Distinta fra i monumenti di Pirri per dovizia di memorie storiche, la chiesa filiale di San Pietro Apostolo, Santa Rosalia, si affaccia su una silenziosa e quasi nascosta piazzetta, fulcro e respiro del quartiere omonimo.
Il rev. Gerolamo Simoni la fece edificare nel 1756.
Tuttavia possiamo affermare che prima di quella data, nello stesso luogo o in un'area vicina, esisteva un altro edificio di culto dedicato alla santa, infatti la devozione alla santa è attestata fin dal 1659.
Il fabbricato inizialmente presentava solo un'aula mononavata. Poi, il Simoni prescrisse continue migliorie all'edificio sacro e in particolare la costruzione di qualche cappella, di un loggiato e di un muro di cinta del terreno su cui prospettava, disposizione alla quale, il servo e fattore Antonio Locci si attenne puntualmente alla morte del curato, avvenuta nel 1766.
A pochi anni dalla sua fondazione l'edificio accusava già problemi di statica e un decreto di visita pastorale emanato nel 1761 raccomandava una perizia al fine di evidenziarne e ripararne i guasti. Tanto più che il tempio andava acquistando un suo posto preciso nella vita religiosa di Pirri: decadute le due chiese rurali, dopo il San Pietro Apostolo rimaneva l'unico punto di riferimento spirituale per i fedeli della parrocchia.
La continua sollecitudine per il centro sacro, dotato di paramenti e di quant'altro abbisognava per la celebrazione della messa festiva, si interruppe alla morte di Antonio Locci, nel 1774, quando i beni del Simoni furono messi in vendita.
Per l'edificio sacro ebbe inizio un degrado incessante. Sebbene nel 1824 l'arcivescovo di Cagliari, mons. Nicolò Navoni ne avesse ordinato il restauro, nel 1845 i muri esterni minacciavano rovina e il portone d'ingresso perforato era divenuto inservibile.

• **CONSEGNE**
- 1) Trascriva alla lettera il brano sulla chiesa di Santa Rosalia, partendo da "Tuttavia possiamo affermare" e proseguendo fino a "avvenuta nel 1766.".
- 2) Scriva il seguito del brano sulla chiesa di Santa Rosalia, riprendendo subito dopo la sua ultima frase.
Le voci riportate più avanti non sono necessarie.

• **VOCI ESTRATTE**
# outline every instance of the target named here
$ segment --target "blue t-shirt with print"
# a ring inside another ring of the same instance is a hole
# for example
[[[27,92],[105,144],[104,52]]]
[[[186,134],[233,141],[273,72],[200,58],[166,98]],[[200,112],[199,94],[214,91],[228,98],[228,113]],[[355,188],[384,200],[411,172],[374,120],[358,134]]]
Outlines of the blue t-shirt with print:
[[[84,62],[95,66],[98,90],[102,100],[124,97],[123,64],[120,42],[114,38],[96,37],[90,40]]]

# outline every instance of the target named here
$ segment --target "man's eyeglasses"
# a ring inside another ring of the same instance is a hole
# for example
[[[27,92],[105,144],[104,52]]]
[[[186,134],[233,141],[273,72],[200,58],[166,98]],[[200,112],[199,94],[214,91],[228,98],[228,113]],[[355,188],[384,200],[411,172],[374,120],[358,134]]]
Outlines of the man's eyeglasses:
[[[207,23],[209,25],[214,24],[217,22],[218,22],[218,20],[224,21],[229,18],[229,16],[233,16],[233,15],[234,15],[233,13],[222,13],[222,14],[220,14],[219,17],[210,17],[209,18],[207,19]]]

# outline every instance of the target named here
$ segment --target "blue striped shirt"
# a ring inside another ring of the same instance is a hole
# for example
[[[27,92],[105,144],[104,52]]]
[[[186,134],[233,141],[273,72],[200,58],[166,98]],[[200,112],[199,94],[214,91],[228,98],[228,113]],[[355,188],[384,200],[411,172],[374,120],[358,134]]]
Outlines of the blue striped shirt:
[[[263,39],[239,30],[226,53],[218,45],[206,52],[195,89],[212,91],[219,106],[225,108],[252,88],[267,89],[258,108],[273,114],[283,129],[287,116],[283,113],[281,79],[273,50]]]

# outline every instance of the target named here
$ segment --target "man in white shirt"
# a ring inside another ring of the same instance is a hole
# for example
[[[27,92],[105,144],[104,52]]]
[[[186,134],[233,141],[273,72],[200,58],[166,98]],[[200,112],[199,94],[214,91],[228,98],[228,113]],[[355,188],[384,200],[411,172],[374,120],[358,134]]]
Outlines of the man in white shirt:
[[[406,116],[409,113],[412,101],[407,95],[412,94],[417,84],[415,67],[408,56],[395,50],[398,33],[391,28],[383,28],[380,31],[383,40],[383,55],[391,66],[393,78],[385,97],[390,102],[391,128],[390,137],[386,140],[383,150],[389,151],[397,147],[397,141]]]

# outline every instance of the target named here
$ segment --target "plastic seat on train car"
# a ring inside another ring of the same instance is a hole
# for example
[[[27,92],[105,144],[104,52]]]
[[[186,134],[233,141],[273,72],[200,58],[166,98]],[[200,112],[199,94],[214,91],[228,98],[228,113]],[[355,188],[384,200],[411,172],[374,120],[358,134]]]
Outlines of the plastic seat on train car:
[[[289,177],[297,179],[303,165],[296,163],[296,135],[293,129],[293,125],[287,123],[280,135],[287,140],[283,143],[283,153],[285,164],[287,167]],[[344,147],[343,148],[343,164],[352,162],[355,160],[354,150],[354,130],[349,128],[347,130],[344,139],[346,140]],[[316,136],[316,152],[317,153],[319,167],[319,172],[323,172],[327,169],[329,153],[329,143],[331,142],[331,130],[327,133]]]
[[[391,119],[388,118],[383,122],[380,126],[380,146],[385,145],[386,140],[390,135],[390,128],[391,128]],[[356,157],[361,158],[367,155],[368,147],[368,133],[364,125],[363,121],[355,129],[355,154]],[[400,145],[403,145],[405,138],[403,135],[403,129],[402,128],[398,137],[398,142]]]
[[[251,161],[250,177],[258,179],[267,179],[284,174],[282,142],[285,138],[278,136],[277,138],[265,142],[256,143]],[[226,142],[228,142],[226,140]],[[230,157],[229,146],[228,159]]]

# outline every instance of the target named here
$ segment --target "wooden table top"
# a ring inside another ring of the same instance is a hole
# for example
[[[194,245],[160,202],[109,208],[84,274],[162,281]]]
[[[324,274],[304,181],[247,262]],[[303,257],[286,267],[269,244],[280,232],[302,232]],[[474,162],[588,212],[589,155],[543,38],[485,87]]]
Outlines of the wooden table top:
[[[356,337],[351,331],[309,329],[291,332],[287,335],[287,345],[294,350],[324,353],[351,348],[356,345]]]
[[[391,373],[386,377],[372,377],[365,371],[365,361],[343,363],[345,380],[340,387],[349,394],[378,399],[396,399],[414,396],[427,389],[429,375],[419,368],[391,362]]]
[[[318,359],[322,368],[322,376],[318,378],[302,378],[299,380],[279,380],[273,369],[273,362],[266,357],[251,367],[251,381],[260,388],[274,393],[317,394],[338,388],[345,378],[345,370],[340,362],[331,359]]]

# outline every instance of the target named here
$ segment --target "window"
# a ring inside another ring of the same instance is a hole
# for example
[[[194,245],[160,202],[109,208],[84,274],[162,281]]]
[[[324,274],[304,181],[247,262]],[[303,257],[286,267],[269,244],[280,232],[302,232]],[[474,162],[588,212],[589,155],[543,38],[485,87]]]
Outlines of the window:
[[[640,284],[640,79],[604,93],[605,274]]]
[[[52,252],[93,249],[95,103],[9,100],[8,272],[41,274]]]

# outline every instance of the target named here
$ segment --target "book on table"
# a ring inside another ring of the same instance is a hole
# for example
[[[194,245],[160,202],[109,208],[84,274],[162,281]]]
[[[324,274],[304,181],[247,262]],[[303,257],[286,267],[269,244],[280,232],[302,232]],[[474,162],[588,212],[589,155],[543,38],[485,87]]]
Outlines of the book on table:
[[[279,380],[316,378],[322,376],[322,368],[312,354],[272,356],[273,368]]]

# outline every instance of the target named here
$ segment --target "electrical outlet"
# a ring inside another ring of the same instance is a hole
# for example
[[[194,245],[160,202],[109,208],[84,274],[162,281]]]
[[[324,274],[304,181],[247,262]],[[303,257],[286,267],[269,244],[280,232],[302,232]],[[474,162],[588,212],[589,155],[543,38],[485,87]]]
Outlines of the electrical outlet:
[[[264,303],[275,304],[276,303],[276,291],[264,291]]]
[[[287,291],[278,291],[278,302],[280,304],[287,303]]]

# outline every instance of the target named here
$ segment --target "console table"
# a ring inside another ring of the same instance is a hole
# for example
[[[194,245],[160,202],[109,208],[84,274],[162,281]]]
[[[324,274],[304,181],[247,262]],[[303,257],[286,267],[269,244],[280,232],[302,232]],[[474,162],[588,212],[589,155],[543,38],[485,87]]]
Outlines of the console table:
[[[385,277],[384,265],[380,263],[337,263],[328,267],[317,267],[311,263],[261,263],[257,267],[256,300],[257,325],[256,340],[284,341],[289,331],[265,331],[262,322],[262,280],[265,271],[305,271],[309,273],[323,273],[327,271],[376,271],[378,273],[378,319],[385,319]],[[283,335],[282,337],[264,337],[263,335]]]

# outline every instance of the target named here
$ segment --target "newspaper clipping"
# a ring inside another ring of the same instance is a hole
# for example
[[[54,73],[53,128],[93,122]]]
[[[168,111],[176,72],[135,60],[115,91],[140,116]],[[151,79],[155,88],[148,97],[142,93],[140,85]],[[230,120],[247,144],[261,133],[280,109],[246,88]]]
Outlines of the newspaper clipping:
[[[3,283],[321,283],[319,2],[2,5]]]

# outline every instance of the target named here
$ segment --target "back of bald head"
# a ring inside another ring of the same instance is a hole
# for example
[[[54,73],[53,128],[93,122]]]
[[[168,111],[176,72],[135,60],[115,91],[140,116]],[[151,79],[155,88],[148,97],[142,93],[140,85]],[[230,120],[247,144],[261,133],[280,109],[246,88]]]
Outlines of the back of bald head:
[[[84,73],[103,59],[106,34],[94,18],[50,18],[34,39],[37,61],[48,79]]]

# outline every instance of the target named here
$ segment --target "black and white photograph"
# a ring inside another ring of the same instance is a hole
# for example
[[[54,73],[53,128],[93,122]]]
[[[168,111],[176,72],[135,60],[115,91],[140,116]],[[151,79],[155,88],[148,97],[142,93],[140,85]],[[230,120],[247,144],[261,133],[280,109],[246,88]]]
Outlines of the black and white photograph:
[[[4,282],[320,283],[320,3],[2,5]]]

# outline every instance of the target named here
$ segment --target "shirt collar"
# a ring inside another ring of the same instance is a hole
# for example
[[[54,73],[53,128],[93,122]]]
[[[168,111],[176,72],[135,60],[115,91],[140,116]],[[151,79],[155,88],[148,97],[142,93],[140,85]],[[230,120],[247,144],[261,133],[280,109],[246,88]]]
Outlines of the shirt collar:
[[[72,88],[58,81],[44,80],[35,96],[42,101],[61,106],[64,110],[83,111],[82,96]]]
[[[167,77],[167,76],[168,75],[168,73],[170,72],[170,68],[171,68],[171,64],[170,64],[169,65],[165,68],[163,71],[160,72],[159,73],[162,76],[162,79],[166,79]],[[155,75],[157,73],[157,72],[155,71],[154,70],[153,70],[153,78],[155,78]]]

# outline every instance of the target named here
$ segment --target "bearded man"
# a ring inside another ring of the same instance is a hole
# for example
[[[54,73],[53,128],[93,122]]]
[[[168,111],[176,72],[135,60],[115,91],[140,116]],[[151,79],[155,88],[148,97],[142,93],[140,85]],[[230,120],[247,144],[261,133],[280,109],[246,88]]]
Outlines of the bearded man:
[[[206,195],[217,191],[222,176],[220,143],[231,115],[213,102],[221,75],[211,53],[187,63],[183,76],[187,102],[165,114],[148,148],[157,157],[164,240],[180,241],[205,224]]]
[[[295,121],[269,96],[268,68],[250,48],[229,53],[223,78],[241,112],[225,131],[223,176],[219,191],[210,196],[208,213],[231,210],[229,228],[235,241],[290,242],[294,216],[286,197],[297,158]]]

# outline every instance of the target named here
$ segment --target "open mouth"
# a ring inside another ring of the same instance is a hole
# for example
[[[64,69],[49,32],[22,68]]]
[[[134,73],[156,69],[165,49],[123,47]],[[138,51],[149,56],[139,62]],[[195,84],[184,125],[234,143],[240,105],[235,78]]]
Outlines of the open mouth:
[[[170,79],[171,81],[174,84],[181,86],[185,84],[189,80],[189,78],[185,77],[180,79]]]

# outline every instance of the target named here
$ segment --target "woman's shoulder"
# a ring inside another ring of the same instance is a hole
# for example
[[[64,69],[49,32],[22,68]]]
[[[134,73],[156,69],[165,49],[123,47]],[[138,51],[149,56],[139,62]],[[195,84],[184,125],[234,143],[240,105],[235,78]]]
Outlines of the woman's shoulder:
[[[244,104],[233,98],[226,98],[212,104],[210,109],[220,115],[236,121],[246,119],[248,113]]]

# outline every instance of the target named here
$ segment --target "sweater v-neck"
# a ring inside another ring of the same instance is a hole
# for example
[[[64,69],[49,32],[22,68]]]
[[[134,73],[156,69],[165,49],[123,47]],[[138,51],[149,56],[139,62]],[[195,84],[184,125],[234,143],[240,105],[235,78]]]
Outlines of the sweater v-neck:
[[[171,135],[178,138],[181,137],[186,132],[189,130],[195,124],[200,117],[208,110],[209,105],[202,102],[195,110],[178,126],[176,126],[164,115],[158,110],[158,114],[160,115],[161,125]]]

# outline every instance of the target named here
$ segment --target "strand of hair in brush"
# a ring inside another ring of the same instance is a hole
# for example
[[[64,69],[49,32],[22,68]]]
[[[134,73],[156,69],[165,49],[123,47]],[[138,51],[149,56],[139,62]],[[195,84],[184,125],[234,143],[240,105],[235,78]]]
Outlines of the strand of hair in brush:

• **RISPOSTE**
- 1)
Tuttavia possiamo affermare che prima di quella data, nello stesso luogo o in un'area vicina, esisteva un altro edificio di culto dedicato alla santa, infatti la devozione alla santa è attestata fin dal 1659.
Il fabbricato inizialmente presentava solo un'aula mononavata. Poi, il Simoni prescrisse continue migliorie all'edificio sacro e in particolare la costruzione di qualche cappella, di un loggiato e di un muro di cinta del terreno su cui prospettava, disposizione alla quale, il servo e fattore Antonio Locci si attenne puntualmente alla morte del curato, avvenuta nel 1766.

- 2)
Intorno al 1870 la chiesa arrivo a tal punto di indecenza da pregiudicare lo svolgimento delle funzioni liturgiche e della festa in onore della santa. Così il rettore Luigi Bernardi, per raccogliere i fondi necessari alle riparazioni, domando all'autorità ecclesiastica l'assenso a vendere le pietre del muro di cinta, muro in parte divelto per asportarne abusivamente materiale edilizio, in parte crollato con serio pericolo per l’incolumità dei passanti. Qualche tempo dopo l’arcivescovo Giovanni Antonio Balma, dopo una visita pastorale in parrocchia dichiarò la chiesa interdetta e il Municipio, sembrando essa ormai priva di carattere sacro, nel 1873 ne chiese la cessione al prelato al fine di metterla in vendita e con il ricavato costruire il nuovo cimitero del paese. Ma l’opinione pubblica si manifestò profondamente avversa, data la venerazione in cui il tempio era tenuto e per scongiurare il “sacrilegio” si decise di organizzare una questua tra il popolo, che fruttò la somma necessaria al restauro.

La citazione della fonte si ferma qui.